**Goal**
Pull out every line below that contains the word "coordinates", and copy each one in full. Case counts, so match the capital and small letters.

**Data for this exercise**
::::::
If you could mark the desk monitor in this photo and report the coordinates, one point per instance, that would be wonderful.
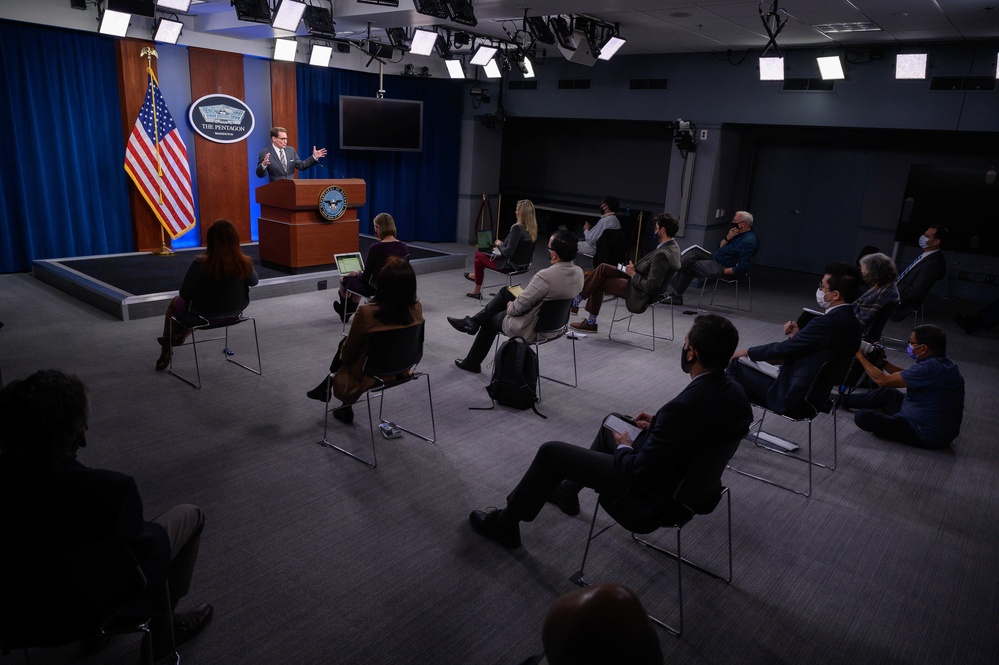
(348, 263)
::::::
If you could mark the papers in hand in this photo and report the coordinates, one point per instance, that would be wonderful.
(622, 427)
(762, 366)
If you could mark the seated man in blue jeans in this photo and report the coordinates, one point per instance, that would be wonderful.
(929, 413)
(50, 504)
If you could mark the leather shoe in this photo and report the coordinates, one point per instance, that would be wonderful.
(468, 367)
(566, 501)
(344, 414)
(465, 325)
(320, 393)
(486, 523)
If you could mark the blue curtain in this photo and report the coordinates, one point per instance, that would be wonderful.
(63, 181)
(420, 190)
::::::
**Reply to the exercise**
If you could mark the desk monitor in this photo and report the coordinates, one point per instance, that would be wonderful.
If you could mark the papers in hand in this photo and report the coordinates, one point per instance, that would be wonderful.
If you could mark the seated man in blue jeans in this photo and report the coordinates, one point per instance, that would be wonderful.
If you could mark the leather shoe in this photo and report the coordinates, one point per instance, that would be wonderful.
If you could mark the blue curtain in this photo and report the coordinates, one point per instance, that would be wonderful.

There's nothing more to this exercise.